* BEGIN Exercise input *

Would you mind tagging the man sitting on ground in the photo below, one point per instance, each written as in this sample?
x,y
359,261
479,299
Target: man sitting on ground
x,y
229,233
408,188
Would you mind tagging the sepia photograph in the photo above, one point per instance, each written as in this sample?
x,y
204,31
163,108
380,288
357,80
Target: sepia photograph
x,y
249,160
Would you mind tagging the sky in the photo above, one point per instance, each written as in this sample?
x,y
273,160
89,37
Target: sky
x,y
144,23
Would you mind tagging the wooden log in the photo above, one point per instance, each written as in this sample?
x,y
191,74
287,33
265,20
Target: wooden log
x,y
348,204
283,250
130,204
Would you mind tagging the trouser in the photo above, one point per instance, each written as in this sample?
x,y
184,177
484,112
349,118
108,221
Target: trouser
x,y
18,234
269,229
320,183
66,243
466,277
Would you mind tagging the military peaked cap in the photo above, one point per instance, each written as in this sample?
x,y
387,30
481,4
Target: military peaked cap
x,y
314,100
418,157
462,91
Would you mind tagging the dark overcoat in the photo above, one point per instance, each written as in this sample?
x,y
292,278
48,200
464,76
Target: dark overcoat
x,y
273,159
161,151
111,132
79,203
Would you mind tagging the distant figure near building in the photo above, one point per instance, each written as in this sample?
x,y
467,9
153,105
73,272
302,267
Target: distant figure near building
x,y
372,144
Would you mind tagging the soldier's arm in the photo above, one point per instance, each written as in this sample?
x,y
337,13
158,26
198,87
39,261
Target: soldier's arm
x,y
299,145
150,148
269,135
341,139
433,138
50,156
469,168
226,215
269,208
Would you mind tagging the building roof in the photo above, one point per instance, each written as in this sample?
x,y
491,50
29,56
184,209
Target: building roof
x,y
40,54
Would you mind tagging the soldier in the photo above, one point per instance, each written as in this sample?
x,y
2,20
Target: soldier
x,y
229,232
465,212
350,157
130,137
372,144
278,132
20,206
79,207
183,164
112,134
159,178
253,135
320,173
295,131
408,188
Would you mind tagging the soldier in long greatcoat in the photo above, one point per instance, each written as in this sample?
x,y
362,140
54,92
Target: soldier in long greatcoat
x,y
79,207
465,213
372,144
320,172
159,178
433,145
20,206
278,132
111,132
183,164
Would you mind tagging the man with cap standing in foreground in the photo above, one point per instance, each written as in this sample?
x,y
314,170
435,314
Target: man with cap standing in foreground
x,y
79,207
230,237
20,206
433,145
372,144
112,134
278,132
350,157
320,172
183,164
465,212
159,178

* END Exercise input *
* BEGIN Exercise input *

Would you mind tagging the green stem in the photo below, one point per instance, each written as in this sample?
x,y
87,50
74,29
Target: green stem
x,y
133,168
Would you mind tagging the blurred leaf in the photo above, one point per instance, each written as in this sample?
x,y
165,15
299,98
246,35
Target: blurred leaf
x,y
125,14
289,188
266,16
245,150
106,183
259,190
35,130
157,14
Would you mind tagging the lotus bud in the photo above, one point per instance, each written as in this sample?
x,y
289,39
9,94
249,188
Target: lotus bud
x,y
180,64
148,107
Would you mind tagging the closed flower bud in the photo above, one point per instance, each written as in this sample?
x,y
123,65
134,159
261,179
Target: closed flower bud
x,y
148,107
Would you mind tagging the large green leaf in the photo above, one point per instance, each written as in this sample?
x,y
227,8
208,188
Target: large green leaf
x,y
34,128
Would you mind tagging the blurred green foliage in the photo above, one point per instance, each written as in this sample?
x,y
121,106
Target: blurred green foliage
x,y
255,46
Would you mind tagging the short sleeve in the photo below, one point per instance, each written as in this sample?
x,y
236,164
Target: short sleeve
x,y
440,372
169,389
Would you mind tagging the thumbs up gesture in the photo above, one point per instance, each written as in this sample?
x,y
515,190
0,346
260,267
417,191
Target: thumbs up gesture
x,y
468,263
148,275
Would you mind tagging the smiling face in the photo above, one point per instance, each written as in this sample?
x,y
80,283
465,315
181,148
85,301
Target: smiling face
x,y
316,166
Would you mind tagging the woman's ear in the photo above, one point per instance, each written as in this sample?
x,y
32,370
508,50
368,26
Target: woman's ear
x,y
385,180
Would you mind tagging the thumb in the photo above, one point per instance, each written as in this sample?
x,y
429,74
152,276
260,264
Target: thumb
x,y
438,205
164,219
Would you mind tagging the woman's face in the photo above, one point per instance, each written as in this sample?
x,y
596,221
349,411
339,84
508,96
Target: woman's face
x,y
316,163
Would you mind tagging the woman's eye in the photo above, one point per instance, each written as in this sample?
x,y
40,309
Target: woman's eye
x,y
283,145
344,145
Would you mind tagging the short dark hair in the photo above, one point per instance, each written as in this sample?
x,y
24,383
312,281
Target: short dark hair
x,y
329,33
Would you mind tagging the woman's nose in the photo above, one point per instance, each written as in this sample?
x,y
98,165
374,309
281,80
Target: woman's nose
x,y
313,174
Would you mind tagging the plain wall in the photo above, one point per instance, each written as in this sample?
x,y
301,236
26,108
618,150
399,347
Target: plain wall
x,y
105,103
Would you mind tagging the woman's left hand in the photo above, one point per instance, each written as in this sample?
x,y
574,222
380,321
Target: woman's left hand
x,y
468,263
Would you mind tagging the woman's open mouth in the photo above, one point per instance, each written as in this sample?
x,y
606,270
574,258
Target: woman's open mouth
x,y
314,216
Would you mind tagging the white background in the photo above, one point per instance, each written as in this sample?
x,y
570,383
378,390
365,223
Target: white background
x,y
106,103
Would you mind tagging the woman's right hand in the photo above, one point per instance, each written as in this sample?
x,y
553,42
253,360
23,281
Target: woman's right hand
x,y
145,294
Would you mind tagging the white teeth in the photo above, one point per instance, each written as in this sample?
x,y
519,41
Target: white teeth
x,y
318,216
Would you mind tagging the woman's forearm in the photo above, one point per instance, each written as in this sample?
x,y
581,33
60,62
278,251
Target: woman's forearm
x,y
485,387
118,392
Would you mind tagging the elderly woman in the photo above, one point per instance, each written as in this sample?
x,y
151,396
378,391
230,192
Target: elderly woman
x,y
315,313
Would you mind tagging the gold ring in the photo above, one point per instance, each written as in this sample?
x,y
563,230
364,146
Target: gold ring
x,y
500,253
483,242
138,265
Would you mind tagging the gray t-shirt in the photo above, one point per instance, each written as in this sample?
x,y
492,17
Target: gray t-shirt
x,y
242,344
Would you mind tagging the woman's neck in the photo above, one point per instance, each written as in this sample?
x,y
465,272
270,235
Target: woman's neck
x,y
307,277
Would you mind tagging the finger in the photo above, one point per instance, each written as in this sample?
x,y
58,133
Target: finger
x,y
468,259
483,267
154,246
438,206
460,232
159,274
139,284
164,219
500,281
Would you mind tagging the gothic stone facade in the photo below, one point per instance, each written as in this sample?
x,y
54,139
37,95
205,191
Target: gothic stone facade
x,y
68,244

* END Exercise input *

Your task | Find each line in the records that contains the string "flower" and copy it. Case counts.

Result of this task |
Would you mind tagging the closed flower bud in the photo above, one point per instance, each written as in this sample?
Target: closed flower bud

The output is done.